(Records from a data source)
-- Begin --

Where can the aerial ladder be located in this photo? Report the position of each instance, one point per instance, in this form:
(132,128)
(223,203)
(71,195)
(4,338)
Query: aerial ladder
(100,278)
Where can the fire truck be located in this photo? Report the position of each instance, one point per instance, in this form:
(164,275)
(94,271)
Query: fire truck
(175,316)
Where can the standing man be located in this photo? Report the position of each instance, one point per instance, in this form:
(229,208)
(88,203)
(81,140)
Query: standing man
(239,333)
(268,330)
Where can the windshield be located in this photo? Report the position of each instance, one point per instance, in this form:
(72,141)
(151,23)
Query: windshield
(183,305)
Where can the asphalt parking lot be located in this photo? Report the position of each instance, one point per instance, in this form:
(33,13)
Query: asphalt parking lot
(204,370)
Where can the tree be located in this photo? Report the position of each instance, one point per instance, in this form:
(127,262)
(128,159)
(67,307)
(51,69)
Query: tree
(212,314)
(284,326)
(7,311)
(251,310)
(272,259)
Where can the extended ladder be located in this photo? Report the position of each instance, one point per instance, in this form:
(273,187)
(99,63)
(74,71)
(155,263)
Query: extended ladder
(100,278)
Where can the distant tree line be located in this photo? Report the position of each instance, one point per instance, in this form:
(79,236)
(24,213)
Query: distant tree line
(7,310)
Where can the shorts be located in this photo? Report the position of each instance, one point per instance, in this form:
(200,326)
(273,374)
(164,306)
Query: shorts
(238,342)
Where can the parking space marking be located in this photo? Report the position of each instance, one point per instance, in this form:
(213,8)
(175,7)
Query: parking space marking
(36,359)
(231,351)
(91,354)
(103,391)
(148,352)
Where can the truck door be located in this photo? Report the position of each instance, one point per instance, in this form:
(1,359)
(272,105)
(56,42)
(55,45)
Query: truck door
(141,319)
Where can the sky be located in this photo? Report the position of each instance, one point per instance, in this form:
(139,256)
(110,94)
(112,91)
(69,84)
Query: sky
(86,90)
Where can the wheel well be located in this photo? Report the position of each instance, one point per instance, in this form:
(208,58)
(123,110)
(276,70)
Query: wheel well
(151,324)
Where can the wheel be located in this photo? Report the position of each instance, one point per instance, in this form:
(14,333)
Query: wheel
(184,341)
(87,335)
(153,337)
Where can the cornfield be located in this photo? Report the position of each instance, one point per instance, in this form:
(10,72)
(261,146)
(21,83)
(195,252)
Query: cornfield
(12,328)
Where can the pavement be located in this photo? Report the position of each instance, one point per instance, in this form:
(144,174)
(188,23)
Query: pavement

-- End --
-- Begin --

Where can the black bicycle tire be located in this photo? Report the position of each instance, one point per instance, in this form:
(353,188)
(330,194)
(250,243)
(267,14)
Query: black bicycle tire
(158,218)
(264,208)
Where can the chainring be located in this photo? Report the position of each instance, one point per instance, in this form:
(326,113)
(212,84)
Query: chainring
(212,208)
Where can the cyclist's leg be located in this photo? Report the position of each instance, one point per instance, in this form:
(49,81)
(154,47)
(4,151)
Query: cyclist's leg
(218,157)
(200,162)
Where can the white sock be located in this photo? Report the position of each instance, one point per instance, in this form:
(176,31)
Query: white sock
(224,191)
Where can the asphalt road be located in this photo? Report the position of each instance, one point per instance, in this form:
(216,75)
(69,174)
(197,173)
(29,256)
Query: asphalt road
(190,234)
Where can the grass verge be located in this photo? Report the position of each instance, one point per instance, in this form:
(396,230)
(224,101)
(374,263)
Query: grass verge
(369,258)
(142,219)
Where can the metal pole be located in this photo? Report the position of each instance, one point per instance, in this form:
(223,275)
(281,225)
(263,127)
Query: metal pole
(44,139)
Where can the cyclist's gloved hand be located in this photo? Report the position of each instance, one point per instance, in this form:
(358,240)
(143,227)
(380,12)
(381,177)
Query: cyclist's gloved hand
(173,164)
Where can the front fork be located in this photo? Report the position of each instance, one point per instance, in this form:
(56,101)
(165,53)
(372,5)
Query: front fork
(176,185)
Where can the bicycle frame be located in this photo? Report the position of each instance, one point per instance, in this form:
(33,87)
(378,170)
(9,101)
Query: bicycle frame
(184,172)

-- End --

- Given instruction: Write out the lines from the line with "Where can the pavement" to the line with "Query: pavement", changing "pavement" to "sidewalk" and leaving everything else as it is.

- Answer to this problem:
Where can the sidewalk be located in this photo? Report the position of each instance, one point per instance, in this form:
(144,174)
(188,23)
Query: sidewalk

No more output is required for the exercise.